■ Text shown
==========

Showing posts with label openoffice. Show all posts
Showing posts with label openoffice. Show all posts

Wednesday, March 4, 2009

Bash and Python scripts to unzip and modify an OpenOffice .odt document

.odt files are actually containers (you can see one using unzip -l document.odt). Within the container, content is in the content.xml file. Script info source


Here's what I've figured out about opening, modifying, and saving the content of an .odt file:

  • To open the container for editing:
    # bash
    $unzip path/container.odt content.xml
    $unzip path/container.odt content.xml -d working/dir/path/
        # -d places content.xml in a different directory.
        # Creates a content.xml file where you want it.
    
    # python
    >>>import zipfile
    >>>odt_file = zipfile.ZipFile('path/to/file.odt','a')  
    >>>    # Options are 'r'ead only, 'w'rite only, and 'a'ppend to existing
    >>>raw_xml = odt_file.read('content.xml') 
    >>>    # Reads content.xml in as a string, doesn't place a file.
    

  • Modify the content.xml file by hand, or using a script, or using Python.
    >>> # Tip for using python: ElementTree is good at XML, and it can parse a file, but it cannot parse a string!

==========

(Source data)
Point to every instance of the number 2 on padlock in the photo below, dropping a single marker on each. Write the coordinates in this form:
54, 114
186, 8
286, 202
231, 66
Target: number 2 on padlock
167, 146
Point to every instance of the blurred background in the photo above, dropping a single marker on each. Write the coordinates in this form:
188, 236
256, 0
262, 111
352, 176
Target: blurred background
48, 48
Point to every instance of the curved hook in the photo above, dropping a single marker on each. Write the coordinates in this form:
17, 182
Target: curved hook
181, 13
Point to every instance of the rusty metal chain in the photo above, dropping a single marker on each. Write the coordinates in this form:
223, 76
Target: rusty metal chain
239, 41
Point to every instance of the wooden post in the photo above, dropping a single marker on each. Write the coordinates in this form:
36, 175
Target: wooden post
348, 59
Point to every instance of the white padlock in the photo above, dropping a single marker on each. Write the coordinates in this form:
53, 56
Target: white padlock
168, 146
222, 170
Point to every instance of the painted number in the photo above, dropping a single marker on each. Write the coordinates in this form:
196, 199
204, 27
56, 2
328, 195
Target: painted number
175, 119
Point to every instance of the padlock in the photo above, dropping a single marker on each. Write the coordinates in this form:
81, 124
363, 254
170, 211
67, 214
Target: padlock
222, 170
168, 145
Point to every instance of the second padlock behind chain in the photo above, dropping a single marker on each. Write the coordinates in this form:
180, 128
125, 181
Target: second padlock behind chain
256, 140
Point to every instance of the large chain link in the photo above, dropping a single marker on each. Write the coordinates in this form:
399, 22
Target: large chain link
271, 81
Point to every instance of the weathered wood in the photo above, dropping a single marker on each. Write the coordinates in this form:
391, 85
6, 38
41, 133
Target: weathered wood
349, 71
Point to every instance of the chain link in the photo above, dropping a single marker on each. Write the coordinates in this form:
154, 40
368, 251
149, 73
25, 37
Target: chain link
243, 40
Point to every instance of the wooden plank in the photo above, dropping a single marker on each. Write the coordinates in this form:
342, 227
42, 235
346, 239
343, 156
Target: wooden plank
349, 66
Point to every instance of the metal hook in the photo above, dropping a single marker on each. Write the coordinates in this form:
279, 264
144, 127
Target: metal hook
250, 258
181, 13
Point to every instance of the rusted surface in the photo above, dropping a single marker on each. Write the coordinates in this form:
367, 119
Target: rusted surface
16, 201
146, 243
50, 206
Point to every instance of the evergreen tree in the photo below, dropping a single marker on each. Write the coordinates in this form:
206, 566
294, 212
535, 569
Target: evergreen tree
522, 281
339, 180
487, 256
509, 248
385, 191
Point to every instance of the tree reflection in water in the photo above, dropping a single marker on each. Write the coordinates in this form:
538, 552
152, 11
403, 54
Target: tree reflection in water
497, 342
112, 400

==========

■ Stated problem 1
Retype the section of the post about editing .odt files from "Wednesday, March 4, 2009" up to and including "a different directory.".
■ Stated problem 2
Write what comes next in the post about editing .odt files, picking up right after its last line.

■ Expected answer 1
Wednesday, March 4, 2009

Bash and Python scripts to unzip and modify an OpenOffice .odt document

.odt files are actually containers (you can see one using unzip -l document.odt). Within the container, content is in the content.xml file. Script info source


Here's what I've figured out about opening, modifying, and saving the content of an .odt file:

  • To open the container for editing:
    # bash
    $unzip path/container.odt content.xml
    $unzip path/container.odt content.xml -d working/dir/path/
        # -d places content.xml in a different directory.

■ Expected answer 2
    >>> # So here's how to make a string look like a file using python's StringIO module.
    
    >>>import StringIO, xml.etree.ElementTree as ET
    >>>fakefile = StringIO.StringIO(raw_xml)   # Pretend raw_xml string is a file called fakefile
    >>>tree = ET.parse(fakefile).getroot()     # Parse the fakefile
    >>>fakefile.close()                        # close() is desired by StringIO to free the buffer
    >>> # Make changes to your tree here.
    

  • To restore the container with modified content:
    # bash
    zip -j path/container.odt working/dir/path/content.xml
        # The -j flag adds the file 'content.xml' instead of the useless 'path/content.xml'. You need this!
    rm working/dir/path/content.xml    # Clean up
    
    # python
    >>>new_xml = ET.tostring(tree) # If you're exporting from an ElementTree
    >>>odt_file.writestr('content.xml', new_xml)
    >>>odt_file.close()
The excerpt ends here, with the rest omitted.